Task objective.
In the podcast transcript, what is Kate Porterfield's job?

Document excerpt Start Marker

Malcolm Glabwell here.

Today you'll hear a preview from the latest season of Revisionist History, my podcast about the overlooked and misunderstood.

This season, the Alabama Murders.

We'll look back to 1988 in northwest Alabama, where a man committed a crime that spiraled out of control.

A woman was murdered, and her death cascaded into more tragedies, leaving no one untouched.

Victims, bystanders, perpetrators, and even those just trying to help.

The Alabama Murders asks the question, why in our efforts to alleviate suffering do we so often make it worse?

Here's the preview.

Find Revisionist History, the Alabama murders, wherever you listen to podcasts.

And if you want to hear the full story right now, ad-free, subscribe to Revisionist History on Pushkin Plus.

Sign up on the Revisionist History show page on Apple Podcasts or at pushkin.fm slash plus.

A little while ago, A friend of mine told me, you have to meet this person I know, Kate Porterfield.

She's got the strangest job in America.

So I did.

We got together, Porterfield and I, in a little conference room in Manhattan.

I just want to understand how you ended up

where you are.

So you're kind of viewing as we're just talking, you're thinking about whether there's something here that will evolve over time that you would imagine being putting in the podcast.

Is that kind of what you're thinking?

Yeah.

Yeah.

Porterfield is a psychologist.

We talked for a few hours, then again and again, one conversation leading to another until she began to talk about a case that had affected her deeply.

Although she doesn't use the word case, she says person,

a man on death row.

When I first went to see Kenny, so now it had been two months since the execution attempt, he wanted to talk for the first probably two hours of our visit about how beautiful his goodbyes were and the love he received from his family as he was going into the execution.

That's what he wanted to start with.

And I found this so powerful and also fascinating, honestly, as a clinician, because what I first thought was, oh, he's avoiding, right?

Document excerpt End Marker
Data under study Start Marker

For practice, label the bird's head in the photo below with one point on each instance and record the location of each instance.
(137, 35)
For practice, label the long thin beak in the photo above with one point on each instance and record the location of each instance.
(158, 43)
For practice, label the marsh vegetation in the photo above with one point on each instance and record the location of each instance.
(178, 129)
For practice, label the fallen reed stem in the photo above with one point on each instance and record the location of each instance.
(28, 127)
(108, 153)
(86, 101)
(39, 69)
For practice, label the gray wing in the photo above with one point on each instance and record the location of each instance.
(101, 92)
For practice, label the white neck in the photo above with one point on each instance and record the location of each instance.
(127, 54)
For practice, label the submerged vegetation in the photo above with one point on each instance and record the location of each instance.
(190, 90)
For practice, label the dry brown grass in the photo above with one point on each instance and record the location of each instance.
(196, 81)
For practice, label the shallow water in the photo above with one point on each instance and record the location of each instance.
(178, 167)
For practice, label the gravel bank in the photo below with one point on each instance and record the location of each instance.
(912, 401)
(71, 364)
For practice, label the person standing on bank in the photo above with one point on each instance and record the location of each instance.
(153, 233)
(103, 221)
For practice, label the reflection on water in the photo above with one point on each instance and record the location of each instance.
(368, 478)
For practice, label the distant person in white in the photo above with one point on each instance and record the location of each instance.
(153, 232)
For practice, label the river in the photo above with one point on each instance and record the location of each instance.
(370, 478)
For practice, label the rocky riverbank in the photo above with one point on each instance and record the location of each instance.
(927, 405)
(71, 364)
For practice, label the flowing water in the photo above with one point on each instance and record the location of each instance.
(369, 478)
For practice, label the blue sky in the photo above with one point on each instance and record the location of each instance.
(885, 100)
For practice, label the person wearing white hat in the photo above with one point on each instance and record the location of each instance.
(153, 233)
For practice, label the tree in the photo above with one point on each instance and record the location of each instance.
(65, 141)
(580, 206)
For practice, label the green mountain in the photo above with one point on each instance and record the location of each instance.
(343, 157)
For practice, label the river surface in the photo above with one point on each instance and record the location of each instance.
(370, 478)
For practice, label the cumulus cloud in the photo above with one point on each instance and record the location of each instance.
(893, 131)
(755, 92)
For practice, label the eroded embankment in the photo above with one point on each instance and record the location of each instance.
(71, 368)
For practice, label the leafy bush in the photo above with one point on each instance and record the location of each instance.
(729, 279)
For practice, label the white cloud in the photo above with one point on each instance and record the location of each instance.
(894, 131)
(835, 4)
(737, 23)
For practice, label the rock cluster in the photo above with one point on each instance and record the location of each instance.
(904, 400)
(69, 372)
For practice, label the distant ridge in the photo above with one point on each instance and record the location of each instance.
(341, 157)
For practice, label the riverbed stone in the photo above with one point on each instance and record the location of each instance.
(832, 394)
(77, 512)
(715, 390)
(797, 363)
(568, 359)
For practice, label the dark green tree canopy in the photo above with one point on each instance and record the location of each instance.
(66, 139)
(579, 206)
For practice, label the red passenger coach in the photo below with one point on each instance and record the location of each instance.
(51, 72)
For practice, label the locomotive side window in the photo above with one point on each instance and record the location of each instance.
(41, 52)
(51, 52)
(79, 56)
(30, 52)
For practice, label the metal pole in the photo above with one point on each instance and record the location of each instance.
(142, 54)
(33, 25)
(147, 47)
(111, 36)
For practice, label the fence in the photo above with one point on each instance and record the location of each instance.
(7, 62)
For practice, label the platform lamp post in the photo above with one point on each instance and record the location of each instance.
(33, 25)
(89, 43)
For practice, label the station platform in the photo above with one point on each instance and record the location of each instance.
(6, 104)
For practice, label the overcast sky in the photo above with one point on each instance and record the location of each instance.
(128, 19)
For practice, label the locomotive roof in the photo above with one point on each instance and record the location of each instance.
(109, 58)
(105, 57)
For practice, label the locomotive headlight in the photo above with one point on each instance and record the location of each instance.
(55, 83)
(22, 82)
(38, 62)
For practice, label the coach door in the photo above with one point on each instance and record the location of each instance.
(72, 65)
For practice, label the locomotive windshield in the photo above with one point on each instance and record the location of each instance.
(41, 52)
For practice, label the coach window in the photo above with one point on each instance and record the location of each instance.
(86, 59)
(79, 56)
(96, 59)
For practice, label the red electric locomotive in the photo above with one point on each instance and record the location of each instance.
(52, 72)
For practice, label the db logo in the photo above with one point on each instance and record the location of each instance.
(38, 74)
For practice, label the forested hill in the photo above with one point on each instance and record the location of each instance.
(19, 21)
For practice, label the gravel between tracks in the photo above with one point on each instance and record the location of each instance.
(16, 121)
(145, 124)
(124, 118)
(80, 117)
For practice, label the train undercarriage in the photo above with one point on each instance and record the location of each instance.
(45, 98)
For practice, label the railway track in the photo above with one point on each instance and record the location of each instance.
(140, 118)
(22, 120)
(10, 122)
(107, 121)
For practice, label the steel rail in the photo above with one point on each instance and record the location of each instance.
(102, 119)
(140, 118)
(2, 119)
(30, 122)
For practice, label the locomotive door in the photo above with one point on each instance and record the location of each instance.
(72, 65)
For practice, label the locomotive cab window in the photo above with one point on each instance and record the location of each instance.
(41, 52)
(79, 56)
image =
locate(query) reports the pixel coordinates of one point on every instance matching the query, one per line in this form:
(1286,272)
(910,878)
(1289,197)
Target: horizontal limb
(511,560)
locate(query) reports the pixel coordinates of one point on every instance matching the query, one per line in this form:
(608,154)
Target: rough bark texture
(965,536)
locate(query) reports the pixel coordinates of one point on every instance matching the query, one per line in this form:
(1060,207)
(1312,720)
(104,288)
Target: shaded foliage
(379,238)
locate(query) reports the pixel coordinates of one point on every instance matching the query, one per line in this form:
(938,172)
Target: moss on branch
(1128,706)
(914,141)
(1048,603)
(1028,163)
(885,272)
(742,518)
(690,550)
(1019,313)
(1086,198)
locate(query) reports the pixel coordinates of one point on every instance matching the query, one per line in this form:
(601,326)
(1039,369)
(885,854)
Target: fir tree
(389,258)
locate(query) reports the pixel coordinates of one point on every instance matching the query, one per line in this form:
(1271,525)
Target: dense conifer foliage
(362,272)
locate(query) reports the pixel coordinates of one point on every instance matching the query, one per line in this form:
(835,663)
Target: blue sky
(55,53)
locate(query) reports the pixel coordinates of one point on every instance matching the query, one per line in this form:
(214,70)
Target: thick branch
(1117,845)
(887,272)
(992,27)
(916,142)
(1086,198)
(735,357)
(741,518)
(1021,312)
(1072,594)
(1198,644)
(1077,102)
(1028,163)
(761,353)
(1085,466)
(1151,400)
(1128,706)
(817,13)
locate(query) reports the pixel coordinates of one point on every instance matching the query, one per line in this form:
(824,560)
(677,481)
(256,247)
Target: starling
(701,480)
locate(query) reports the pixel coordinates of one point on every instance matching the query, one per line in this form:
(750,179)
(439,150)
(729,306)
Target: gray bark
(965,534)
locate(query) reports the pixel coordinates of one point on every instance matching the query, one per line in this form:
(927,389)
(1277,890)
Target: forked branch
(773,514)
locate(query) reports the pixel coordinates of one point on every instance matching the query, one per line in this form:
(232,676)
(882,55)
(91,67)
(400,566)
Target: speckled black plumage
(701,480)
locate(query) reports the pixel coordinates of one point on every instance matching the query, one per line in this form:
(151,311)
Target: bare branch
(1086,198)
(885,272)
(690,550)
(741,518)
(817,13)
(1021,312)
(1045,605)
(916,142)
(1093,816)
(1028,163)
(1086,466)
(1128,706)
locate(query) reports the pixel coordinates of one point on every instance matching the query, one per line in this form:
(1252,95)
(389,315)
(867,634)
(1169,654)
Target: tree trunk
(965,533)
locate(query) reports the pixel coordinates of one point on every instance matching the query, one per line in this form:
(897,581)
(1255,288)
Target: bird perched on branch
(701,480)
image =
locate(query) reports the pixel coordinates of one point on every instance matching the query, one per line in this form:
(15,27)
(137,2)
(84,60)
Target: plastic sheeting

Data under study End Marker

Final answer.
She is a psychologist.